The Purpose of Life is Not Happiness, It is Usefulness.: The difference between self-interest and selfishness.

John Cousins
February 7, 2023
7 min read
Photo by jesse orrico on Unsplash

Do you find yourself partying too much or pining for extravagant get-away vacations? Are you working for the weekend? Do you get caught up in TGIF and come down on Sunday evening and Monday morning?

Acting ethically is how we create a life we don’t ache to escape.

A person who makes selfish choices or acts contrary to their conscience can never be at peace. Making great money working in a company whose purpose you question can feel schizo.

Many companies start out with an idealistic mission and diverge as they mature. Juul and Facebook come to mind.

The fundamental concept that falls out of business pursuits is how we conduct ourselves and treat others when pursuing an opportunity. This question is central to business ethics.

Ethics is foundational to proper management and leadership practice.

Business ethics examines ethical principles and problems that arise in a business environment. It applies to business conduct. Ethics is relevant to the behavior of individuals and organizations.

Ethics is not merely a business concern; it is a human concern.

Ethics is the study of how to live a good life. We want our lives to be meaningful, and as such, we want our business activities and the way we make our living to be significant and useful. We want meaning and purpose to drive our pursuits.

Think of developing business skills and knowledge as a way to impress your personal stamp on the world effectively and beneficially, not as an oblique strategy to become successful as a way to impress others with your success.

I chose the word “meaningful” on purpose because that is the center-piece of thinking about ethics concerning business activities. Our goal should be to make a positive impact on people’s lives, including our own.

We live in a time of increased latitude about creating our careers and interacting directly with customers. Our responsibilities in such situations require us to have a firm grasp of ethical behavior. People and brands must deliver on their promise. And part of that promise should be, first, do no harm.

Ethical issues arise in business settings as a result of the tension between the profit-maximizing behavior of capitalism and non-economic concerns. The profit-maximizing behavior may derive from the perspective of the individual, a group, a corporation, or country.

════

> _What to do_
Reproduce word for word the passage of the article on business ethics starting with "John Cousins" and going on through "to business ethics.".

════

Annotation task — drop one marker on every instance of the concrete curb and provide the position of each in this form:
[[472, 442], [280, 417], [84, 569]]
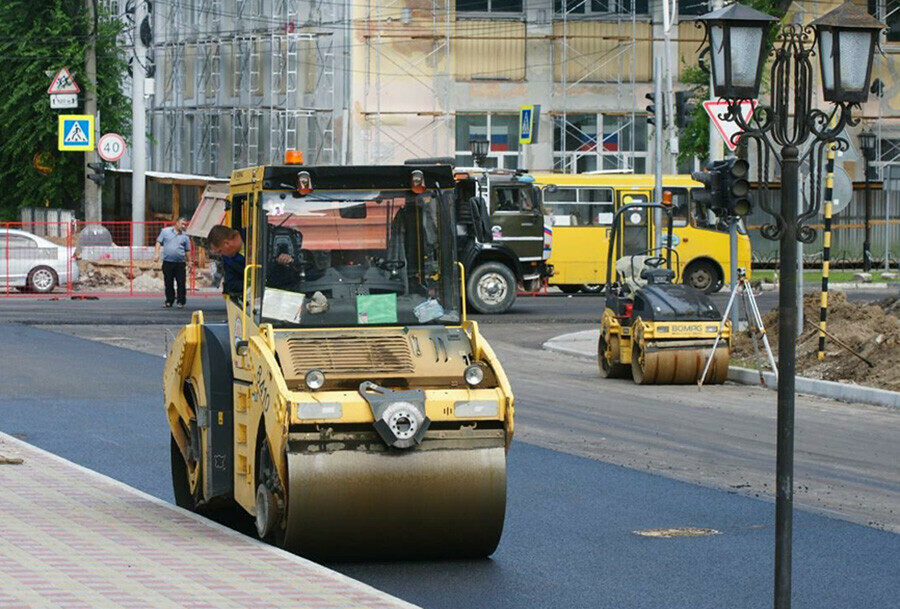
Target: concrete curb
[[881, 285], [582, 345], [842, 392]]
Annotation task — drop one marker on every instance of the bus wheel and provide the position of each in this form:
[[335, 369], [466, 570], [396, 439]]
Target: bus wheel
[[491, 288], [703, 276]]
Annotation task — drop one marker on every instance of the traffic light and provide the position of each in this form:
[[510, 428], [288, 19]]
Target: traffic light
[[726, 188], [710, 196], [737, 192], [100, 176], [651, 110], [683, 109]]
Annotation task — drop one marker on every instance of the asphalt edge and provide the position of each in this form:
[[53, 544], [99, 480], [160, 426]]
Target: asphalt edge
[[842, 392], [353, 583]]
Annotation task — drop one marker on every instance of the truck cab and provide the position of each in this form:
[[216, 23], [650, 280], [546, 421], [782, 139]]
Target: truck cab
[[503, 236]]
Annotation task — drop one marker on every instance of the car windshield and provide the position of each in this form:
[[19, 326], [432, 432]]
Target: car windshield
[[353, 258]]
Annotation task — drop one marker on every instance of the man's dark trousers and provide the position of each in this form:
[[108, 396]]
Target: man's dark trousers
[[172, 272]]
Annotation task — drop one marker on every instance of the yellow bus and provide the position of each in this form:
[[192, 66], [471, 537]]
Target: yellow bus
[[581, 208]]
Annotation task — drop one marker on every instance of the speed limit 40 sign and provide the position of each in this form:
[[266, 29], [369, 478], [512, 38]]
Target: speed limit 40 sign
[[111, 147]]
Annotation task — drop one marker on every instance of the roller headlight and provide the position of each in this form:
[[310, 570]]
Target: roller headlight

════

> _Exercise answer_
John Cousins
February 7, 2023
7 min read
Photo by jesse orrico on Unsplash

Do you find yourself partying too much or pining for extravagant get-away vacations? Are you working for the weekend? Do you get caught up in TGIF and come down on Sunday evening and Monday morning?

Acting ethically is how we create a life we don’t ache to escape.

A person who makes selfish choices or acts contrary to their conscience can never be at peace. Making great money working in a company whose purpose you question can feel schizo.

Many companies start out with an idealistic mission and diverge as they mature. Juul and Facebook come to mind.

The fundamental concept that falls out of business pursuits is how we conduct ourselves and treat others when pursuing an opportunity. This question is central to business ethics.